> [EXERCISE INSTRUCTIONS] In the student spotlight below, at which research station is Natalie Robinson's current project based?

Student Spotlight: Natalie Robinson, PhD Candidate in Biological Anthropology
In December 2025, the Leakey Foundation recognized Natalie Robinson as one of its research grant recipients, supporting her work on primate ecology, reproduction, and environmental change. As part of a cohort of 30 scientists, including 17 PhD candidates, Natalie represents a new generation of scholars advancing research on evolution, behavior, and survival.
Natalie is a doctoral student at the School of Graduate Studies at Rutgers University, where she works under the mentorship of Erin Vogel in the field of biological anthropology, with a focus on non-human primates. Her research examines how environmental conditions shape reproductive function in wild orangutans, integrating physiology, ecology, and conservation science.

Her current project is based at a long-term research site in Indonesian Borneo, the Tuanan Orangutan Research Station. There, she investigates how rainforest ecology, nutrition, and energetics influence female reproductive biology. By analyzing hormone levels from non-invasive urine samples and combining these data with behavioral observations and environmental monitoring, Natalie takes a comprehensive approach to understanding how fluctuating food availability and ecological stress affect reproductive cycles.

This work is especially important given the biological constraints of orangutans. Females have the slowest reproductive rate of any mammal, typically giving birth only once every 6 to 9 years. In environments where fruit availability is unpredictable, often due to natural variation or human-driven disturbances such as fires and logging, females may delay or suppress reproduction. Natalie’s research aims to clarify how these ecological pressures shape reproductive outcomes and what this means for the long-term survival of this critically endangered species.

> [EXTRACTED DATA]
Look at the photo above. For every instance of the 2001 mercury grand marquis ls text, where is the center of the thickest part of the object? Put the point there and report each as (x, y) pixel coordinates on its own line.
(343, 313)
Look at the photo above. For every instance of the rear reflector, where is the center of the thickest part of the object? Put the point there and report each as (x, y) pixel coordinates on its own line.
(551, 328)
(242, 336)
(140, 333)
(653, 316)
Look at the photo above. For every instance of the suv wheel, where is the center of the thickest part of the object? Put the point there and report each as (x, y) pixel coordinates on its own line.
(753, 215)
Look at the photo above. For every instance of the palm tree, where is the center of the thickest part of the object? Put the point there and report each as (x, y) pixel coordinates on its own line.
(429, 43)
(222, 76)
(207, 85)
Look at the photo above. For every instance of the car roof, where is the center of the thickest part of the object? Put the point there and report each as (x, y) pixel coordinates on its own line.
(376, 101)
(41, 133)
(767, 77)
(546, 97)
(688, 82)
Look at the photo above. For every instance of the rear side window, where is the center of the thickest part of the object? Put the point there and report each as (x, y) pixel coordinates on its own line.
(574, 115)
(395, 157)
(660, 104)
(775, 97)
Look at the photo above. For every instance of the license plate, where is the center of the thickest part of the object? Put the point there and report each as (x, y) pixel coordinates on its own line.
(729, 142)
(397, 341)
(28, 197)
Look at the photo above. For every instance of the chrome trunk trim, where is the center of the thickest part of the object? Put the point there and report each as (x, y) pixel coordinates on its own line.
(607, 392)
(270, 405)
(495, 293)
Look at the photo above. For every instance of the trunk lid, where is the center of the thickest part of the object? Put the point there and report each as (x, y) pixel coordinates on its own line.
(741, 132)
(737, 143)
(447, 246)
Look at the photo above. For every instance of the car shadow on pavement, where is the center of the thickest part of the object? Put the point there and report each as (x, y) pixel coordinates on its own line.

> [RESULT OF THE EXERCISE] The Tuanan Orangutan Research Station in Indonesian Borneo.